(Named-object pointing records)

____________

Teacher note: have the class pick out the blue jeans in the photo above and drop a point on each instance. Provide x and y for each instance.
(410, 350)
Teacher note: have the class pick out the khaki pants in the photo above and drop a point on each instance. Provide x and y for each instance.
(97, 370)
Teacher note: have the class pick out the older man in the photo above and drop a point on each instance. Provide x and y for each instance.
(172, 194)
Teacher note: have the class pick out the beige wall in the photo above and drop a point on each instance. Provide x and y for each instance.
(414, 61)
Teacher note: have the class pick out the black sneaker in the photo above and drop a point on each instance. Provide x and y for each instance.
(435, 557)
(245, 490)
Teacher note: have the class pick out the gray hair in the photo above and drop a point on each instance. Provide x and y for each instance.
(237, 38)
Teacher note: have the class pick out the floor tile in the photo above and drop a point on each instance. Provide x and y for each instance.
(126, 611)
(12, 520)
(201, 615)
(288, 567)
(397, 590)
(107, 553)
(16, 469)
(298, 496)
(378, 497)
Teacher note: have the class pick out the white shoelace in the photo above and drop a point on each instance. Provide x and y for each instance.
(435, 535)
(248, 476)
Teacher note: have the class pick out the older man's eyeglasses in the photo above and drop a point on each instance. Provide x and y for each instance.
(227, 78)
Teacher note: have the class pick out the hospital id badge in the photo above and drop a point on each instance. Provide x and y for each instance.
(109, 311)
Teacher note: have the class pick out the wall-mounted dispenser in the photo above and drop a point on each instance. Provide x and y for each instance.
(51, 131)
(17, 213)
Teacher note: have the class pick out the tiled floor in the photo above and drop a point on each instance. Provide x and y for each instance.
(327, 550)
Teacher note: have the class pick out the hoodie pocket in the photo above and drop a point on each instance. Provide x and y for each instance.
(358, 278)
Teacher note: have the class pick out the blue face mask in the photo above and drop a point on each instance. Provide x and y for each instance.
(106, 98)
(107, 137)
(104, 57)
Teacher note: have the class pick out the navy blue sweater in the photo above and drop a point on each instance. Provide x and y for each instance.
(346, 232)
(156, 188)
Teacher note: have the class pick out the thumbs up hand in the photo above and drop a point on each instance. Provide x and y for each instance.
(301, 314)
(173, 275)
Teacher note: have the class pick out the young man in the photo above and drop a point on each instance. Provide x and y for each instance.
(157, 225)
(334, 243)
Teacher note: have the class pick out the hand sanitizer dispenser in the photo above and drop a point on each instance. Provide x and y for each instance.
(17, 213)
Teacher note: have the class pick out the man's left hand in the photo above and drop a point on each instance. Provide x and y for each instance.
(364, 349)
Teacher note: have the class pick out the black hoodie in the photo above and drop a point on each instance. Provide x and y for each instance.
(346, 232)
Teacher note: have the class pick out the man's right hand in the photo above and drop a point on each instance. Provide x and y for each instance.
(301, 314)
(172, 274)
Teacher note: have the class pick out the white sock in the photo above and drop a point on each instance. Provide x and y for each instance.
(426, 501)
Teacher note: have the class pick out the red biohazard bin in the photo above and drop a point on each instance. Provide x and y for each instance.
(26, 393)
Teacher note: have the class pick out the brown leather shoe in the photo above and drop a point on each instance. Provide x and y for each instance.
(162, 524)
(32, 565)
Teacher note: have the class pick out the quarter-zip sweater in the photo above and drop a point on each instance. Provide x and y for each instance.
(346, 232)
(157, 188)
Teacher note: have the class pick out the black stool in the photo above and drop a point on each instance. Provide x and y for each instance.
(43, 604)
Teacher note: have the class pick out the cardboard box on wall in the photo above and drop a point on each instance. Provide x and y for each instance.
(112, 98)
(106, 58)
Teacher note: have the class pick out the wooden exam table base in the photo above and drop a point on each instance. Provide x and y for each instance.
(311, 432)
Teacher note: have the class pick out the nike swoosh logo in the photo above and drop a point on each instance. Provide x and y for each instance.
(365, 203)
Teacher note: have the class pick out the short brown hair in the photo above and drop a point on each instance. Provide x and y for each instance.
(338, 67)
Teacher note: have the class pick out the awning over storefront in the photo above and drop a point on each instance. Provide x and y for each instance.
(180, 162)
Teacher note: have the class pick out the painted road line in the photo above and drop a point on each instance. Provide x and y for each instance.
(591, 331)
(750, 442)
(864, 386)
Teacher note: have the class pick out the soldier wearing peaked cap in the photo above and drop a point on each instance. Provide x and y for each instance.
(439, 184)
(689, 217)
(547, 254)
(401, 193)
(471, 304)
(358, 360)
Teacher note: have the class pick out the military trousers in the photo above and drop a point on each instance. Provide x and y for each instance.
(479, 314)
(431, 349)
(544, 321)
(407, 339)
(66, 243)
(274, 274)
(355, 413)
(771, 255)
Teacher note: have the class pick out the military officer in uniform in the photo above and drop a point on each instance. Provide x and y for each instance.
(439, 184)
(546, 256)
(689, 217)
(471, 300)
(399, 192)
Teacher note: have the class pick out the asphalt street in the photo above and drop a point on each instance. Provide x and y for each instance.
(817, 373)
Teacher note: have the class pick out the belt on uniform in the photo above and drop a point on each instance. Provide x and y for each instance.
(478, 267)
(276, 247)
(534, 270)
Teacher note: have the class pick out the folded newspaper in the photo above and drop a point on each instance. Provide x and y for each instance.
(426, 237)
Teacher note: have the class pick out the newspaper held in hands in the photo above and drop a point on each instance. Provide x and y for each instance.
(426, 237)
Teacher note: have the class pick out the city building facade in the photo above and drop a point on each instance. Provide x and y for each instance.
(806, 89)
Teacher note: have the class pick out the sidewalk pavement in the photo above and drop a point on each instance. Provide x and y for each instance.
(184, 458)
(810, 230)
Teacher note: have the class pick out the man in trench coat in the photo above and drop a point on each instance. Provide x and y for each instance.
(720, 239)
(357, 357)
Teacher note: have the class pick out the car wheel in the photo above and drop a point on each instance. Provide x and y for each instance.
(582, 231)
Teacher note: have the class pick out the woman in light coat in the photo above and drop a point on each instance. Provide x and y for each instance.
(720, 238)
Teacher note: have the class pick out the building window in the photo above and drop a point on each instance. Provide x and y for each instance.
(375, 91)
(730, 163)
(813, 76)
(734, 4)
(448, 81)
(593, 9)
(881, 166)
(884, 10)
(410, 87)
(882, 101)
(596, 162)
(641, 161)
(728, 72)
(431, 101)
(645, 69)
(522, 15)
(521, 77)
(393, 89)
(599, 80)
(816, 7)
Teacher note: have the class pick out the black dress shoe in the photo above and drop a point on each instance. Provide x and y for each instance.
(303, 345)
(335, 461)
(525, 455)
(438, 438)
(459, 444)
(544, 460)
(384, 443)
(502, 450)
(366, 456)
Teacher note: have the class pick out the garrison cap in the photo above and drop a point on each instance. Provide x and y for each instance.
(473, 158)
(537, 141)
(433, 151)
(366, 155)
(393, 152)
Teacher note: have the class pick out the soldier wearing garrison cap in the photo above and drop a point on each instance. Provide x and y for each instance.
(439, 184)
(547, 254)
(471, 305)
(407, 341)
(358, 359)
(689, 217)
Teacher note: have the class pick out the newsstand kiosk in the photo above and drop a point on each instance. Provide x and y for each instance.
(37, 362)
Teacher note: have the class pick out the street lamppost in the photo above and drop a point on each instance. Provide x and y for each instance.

____________

WHAT YOU ARE ASKED TO DO: Express every line of the listing above as a JSON list of strings, with one string per line and blank lines omitted.

SOLVED EXERCISE:
[
  "Teacher note: have the class pick out the blue jeans in the photo above and drop a point on each instance. Provide x and y for each instance.",
  "(410, 350)",
  "Teacher note: have the class pick out the khaki pants in the photo above and drop a point on each instance. Provide x and y for each instance.",
  "(97, 370)",
  "Teacher note: have the class pick out the older man in the photo above and drop a point on each instance. Provide x and y for each instance.",
  "(172, 194)",
  "Teacher note: have the class pick out the beige wall in the photo above and drop a point on each instance. Provide x and y for each instance.",
  "(414, 61)",
  "Teacher note: have the class pick out the black sneaker in the photo above and drop a point on each instance. Provide x and y for each instance.",
  "(435, 557)",
  "(245, 490)",
  "Teacher note: have the class pick out the gray hair in the photo above and drop a point on each instance. Provide x and y for each instance.",
  "(237, 38)",
  "Teacher note: have the class pick out the floor tile in the photo above and drop a point on each instance. Provide x and y for each instance.",
  "(126, 611)",
  "(12, 520)",
  "(201, 615)",
  "(288, 567)",
  "(397, 590)",
  "(107, 553)",
  "(16, 469)",
  "(298, 496)",
  "(378, 497)",
  "Teacher note: have the class pick out the white shoelace in the photo above and drop a point on each instance. Provide x and y for each instance.",
  "(435, 535)",
  "(248, 476)",
  "Teacher note: have the class pick out the older man's eyeglasses in the photo above and drop a point on each instance. Provide x and y for each instance.",
  "(227, 78)",
  "Teacher note: have the class pick out the hospital id badge in the photo above and drop a point on each instance. Provide x and y for each instance.",
  "(109, 311)",
  "Teacher note: have the class pick out the wall-mounted dispenser in the photo above and drop a point on each instance. Provide x and y for each instance.",
  "(51, 131)",
  "(17, 213)",
  "Teacher note: have the class pick out the tiled floor in the photo above and drop a point on each instance. Provide x and y for each instance.",
  "(327, 550)",
  "Teacher note: have the class pick out the hoodie pocket in the photo above and drop a point on each instance. Provide x and y for each instance.",
  "(358, 278)",
  "Teacher note: have the class pick out the blue face mask in the photo above and drop a point on each instance. Provide x and y for each instance.",
  "(106, 98)",
  "(107, 137)",
  "(104, 57)",
  "Teacher note: have the class pick out the navy blue sweater in the photo above and drop a point on each instance. Provide x and y for each instance.",
  "(346, 232)",
  "(156, 188)",
  "Teacher note: have the class pick out the thumbs up hand in the photo above and drop a point on each instance. Provide x and y for each instance.",
  "(301, 314)",
  "(173, 275)",
  "Teacher note: have the class pick out the young man in the photo above and drop a point on each instance. Provide x and y for each instance.",
  "(157, 225)",
  "(334, 243)",
  "Teacher note: have the class pick out the hand sanitizer dispenser in the photo above and drop a point on each instance. Provide x and y for each instance.",
  "(17, 213)",
  "Teacher note: have the class pick out the man's left hand in the photo above and drop a point on each instance. Provide x and y for each instance.",
  "(364, 349)",
  "Teacher note: have the class pick out the black hoodie in the photo above and drop a point on each instance. Provide x and y for each instance.",
  "(346, 232)",
  "Teacher note: have the class pick out the man's right hand in the photo above and drop a point on each instance. Provide x and y for each instance.",
  "(301, 314)",
  "(172, 274)",
  "Teacher note: have the class pick out the white sock in the photo above and drop a point on each instance. Provide x and y for each instance.",
  "(426, 501)",
  "Teacher note: have the class pick out the red biohazard bin in the photo above and drop a point on each instance. Provide x and y for each instance.",
  "(26, 393)",
  "Teacher note: have the class pick out the brown leather shoe in the photo above and drop a point on each instance. Provide x and y for each instance.",
  "(162, 524)",
  "(32, 565)",
  "Teacher note: have the class pick out the quarter-zip sweater in the photo above and drop a point on each instance. Provide x and y for each instance.",
  "(346, 232)",
  "(157, 188)",
  "Teacher note: have the class pick out the black stool in the photo above and drop a point on each instance. Provide x and y for each instance.",
  "(43, 604)",
  "Teacher note: have the class pick out the cardboard box on wall in the photo above and drop a point on each instance. Provide x and y for each instance.",
  "(112, 98)",
  "(106, 58)",
  "Teacher note: have the class pick out the wooden exam table base in the photo above and drop a point on each instance. Provide x and y for each instance.",
  "(311, 432)",
  "Teacher note: have the class pick out the nike swoosh logo in the photo above and drop a point on each instance. Provide x and y for each instance.",
  "(365, 203)",
  "Teacher note: have the class pick out the short brown hair in the photo above and drop a point on each instance. Provide x and y for each instance.",
  "(338, 67)",
  "Teacher note: have the class pick out the awning over storefront in the photo above and drop a point on each instance. Provide x and y for each instance.",
  "(180, 162)",
  "Teacher note: have the class pick out the painted road line in the photo above and drop a point on each instance. Provide x and y for each instance.",
  "(591, 331)",
  "(750, 442)",
  "(864, 386)",
  "Teacher note: have the class pick out the soldier wearing peaked cap in the photo above and drop a point on each instance. Provide x and y for each instance.",
  "(439, 184)",
  "(689, 217)",
  "(547, 254)",
  "(401, 193)",
  "(471, 304)",
  "(358, 360)",
  "Teacher note: have the class pick out the military trousers in the photo above and drop a point on each instance. Provide x and y for each instance.",
  "(479, 314)",
  "(431, 349)",
  "(544, 321)",
  "(407, 339)",
  "(66, 243)",
  "(274, 274)",
  "(355, 413)",
  "(771, 255)",
  "Teacher note: have the class pick out the military officer in uniform in the photo above and drop a point on each instance. Provide x and y for each instance.",
  "(439, 184)",
  "(546, 256)",
  "(689, 217)",
  "(471, 300)",
  "(399, 192)",
  "Teacher note: have the class pick out the asphalt street in the photo above and drop a point on each instance. Provide x and y for each instance.",
  "(817, 373)",
  "Teacher note: have the class pick out the belt on uniform in the photo above and drop a point on each instance. Provide x and y for each instance.",
  "(478, 267)",
  "(276, 247)",
  "(534, 270)",
  "Teacher note: have the class pick out the folded newspaper in the photo above and drop a point on each instance. Provide x and y for each instance.",
  "(426, 237)",
  "Teacher note: have the class pick out the newspaper held in hands in the photo above and drop a point on each instance. Provide x and y for each instance.",
  "(426, 237)",
  "Teacher note: have the class pick out the city building facade in the photo above and drop a point on each instance. Provide x and y for each instance.",
  "(806, 89)",
  "Teacher note: have the class pick out the sidewalk pavement in the photo above and drop a point on each instance. Provide x and y for each instance.",
  "(184, 458)",
  "(810, 230)",
  "Teacher note: have the class pick out the man in trench coat in the photo above and drop a point on each instance. Provide x and y for each instance.",
  "(720, 239)",
  "(357, 357)",
  "Teacher note: have the class pick out the car wheel in the photo above and drop a point on each instance. Provide x and y for each instance.",
  "(582, 231)",
  "Teacher note: have the class pick out the woman in light coat in the photo above and drop a point on each instance. Provide x and y for each instance.",
  "(720, 238)",
  "Teacher note: have the class pick out the building window in the photo above and drop a point on each instance. Provide x and y for each instance.",
  "(375, 91)",
  "(730, 163)",
  "(813, 76)",
  "(734, 4)",
  "(448, 81)",
  "(593, 9)",
  "(881, 166)",
  "(884, 10)",
  "(410, 87)",
  "(882, 101)",
  "(596, 162)",
  "(641, 161)",
  "(728, 72)",
  "(431, 101)",
  "(645, 69)",
  "(522, 15)",
  "(521, 77)",
  "(393, 89)",
  "(599, 80)",
  "(816, 7)",
  "Teacher note: have the class pick out the black dress shoe in the photo above and drop a point on each instance. Provide x and y for each instance.",
  "(303, 345)",
  "(335, 461)",
  "(525, 455)",
  "(438, 438)",
  "(459, 444)",
  "(544, 460)",
  "(384, 443)",
  "(502, 450)",
  "(366, 456)",
  "Teacher note: have the class pick out the garrison cap in the photo above and drop a point on each instance. Provide x and y for each instance.",
  "(473, 158)",
  "(537, 141)",
  "(433, 151)",
  "(366, 155)",
  "(393, 152)",
  "Teacher note: have the class pick out the soldier wearing garrison cap in the photo above and drop a point on each instance. Provide x and y for each instance.",
  "(439, 184)",
  "(547, 254)",
  "(471, 305)",
  "(407, 341)",
  "(358, 359)",
  "(689, 217)",
  "Teacher note: have the class pick out the newsstand kiosk in the photo above and drop a point on each instance. Provide x and y for each instance.",
  "(37, 362)",
  "Teacher note: have the class pick out the street lamppost in the photo above and drop a point on each instance. Provide x and y for each instance."
]